Das Herzstück ist eben diese Aktion, dass man sich selber Gedanken macht zum Koffer für die eigene letzte Reise.
DOMRADIO.DE: Dann sind sie alle mit diesen Koffern durch die Auricher Innenstadt gezogen. Inklusive staunender Menschen, die das alles beobachtet haben, oder?
Meenken: Ja, das stimmt. Das war ein großes Bohei. Wir hatten einen Eröffnungsgottesdienst bei uns in der Lamberti-Kirche - dort sind rund 35 Koffer zu sehen. Nach diesem Gottesdienst sind wir dann 300, 400 Meter durch die Stadt gezogen bis zum Kunstraum, dem "Auricher Zwischenraum". Die haben dort richtig etwas auf die Beine gestellt.
Dort sind auch noch Koffer zu sehen, aber eben anders als bei uns in der Kirche. Sie haben da einen Bahnsteig aufgebaut, einen Wartesaal und das nochmal ganz anders in Aktion gesetzt. Ganz toll.
DOMRADIO.DE: Sie haben auch in ausgewählte Koffer geschaut. Wie ist das? Was nehmen die Menschen mit ins Jenseits?
Meenken: Viel Konsum tatsächlich. Es hat mich überrascht, wie viele Dinge drin sind, die man kaufen kann: Whisky, Zigaretten und solche Dinge. Aber auch viele Erinnerungen wie Fotos, Tagebücher, irgendwelche besonderen Gegenstände aus der Kindheit.
Dann gibt es aber auch viele Koffer, die symbolisch gepackt wurden. Einige Koffer haben auch keinen Inhalt so nach dem Motto "Das letzte Hemd hat keine Taschen". Da ist es spannend, wie der-, oder diejenige das begründet.
DOMRADIO.DE: Wie ist das begründet worden? Sie haben ja auch darüber diskutiert.

GEGEBENE ANGABEN:
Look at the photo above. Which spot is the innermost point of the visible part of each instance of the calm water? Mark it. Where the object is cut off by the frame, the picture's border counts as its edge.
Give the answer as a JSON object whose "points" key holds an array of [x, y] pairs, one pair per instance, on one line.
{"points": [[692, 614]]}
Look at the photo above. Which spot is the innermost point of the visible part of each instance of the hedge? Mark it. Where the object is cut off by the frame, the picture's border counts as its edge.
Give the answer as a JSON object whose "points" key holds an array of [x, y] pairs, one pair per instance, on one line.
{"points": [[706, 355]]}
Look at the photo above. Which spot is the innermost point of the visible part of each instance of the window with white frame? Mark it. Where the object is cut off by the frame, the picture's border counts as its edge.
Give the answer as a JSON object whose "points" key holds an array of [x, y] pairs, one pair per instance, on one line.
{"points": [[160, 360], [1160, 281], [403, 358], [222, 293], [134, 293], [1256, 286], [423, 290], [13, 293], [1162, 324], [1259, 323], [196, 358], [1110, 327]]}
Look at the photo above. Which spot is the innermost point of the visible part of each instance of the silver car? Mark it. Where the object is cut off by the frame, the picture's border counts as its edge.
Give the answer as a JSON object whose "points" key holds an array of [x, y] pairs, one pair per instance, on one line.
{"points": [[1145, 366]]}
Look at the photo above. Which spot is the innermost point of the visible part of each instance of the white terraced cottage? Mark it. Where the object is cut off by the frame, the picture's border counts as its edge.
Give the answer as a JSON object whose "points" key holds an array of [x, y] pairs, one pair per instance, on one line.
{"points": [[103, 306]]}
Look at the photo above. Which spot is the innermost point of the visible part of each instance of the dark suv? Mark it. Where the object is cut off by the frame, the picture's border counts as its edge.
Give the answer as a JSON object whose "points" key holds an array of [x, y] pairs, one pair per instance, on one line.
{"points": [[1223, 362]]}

AUFGABENSTELLUNG:
Setze das Interview über die Koffer für die letzte Reise im Anschluss an seinen letzten Satz fort.

ERGEBNIS:
Meenken: Zum Beispiel kamen da Antworten wie "das letzte Hemd hat keine Taschen" oder" dort, wo ich hingehe, brauche ich nichts. Gott hat alles für mich".
DOMRADIO.DE: Abschied nehmen, der Tod eines nahen Angehörigen, eines Familienmitglieds, aber eben auch sich mit dem eigenen Tod auseinanderzusetzen, ist sehr emotional. Welchen Beitrag können Sie mit dieser Aktion leisten, dass man damit möglicherweise besser umgehen kann?
Meenken: Es ist wirklich emotional. Wir haben auch gemerkt, dass es schwierig ist, Menschen zu gewinnen, die mitmachen. Alle wollten gerne die Ausstellung anschauen, aber kaum jemand wollte packen. Das ist dann nochmal etwas anderes.
Wir merken aber, dass wir miteinander ins Gespräch kommen, dass wir darüber reden, dass wir es geschafft haben, dieses Thema aus der Tabuzone herauszubekommen und mit diesen unterschiedlichen Angeboten, wie zum Beispiel mit den Koffern, thematisch nochmal ganz anders an dieses Thema heranzugehen, was uns ja alle irgendwann betrifft.
DOMRADIO.DE: Warum ist es wichtig, dass wir uns mit dem eigenen Tod beschäftigen und auseinandersetzen?
Meenken: Um zu leben, glaube ich. Ich habe bei meinem eigenen Kofferpacken gemerkt, dass ich da eigentlich Erinnerungen reinpacken möchte, die ich noch gar nicht erlebt habe. Etwa einen Roadtrip mit meiner Familie durch irgendein großes Land oder so etwas. Das habe ich noch nicht erlebt, das will ich noch.
Und das ist noch mal so eine Bestandsaufnahme zu gucken: Lebe ich eigentlich so, wie ich das möchte oder wie ich kann?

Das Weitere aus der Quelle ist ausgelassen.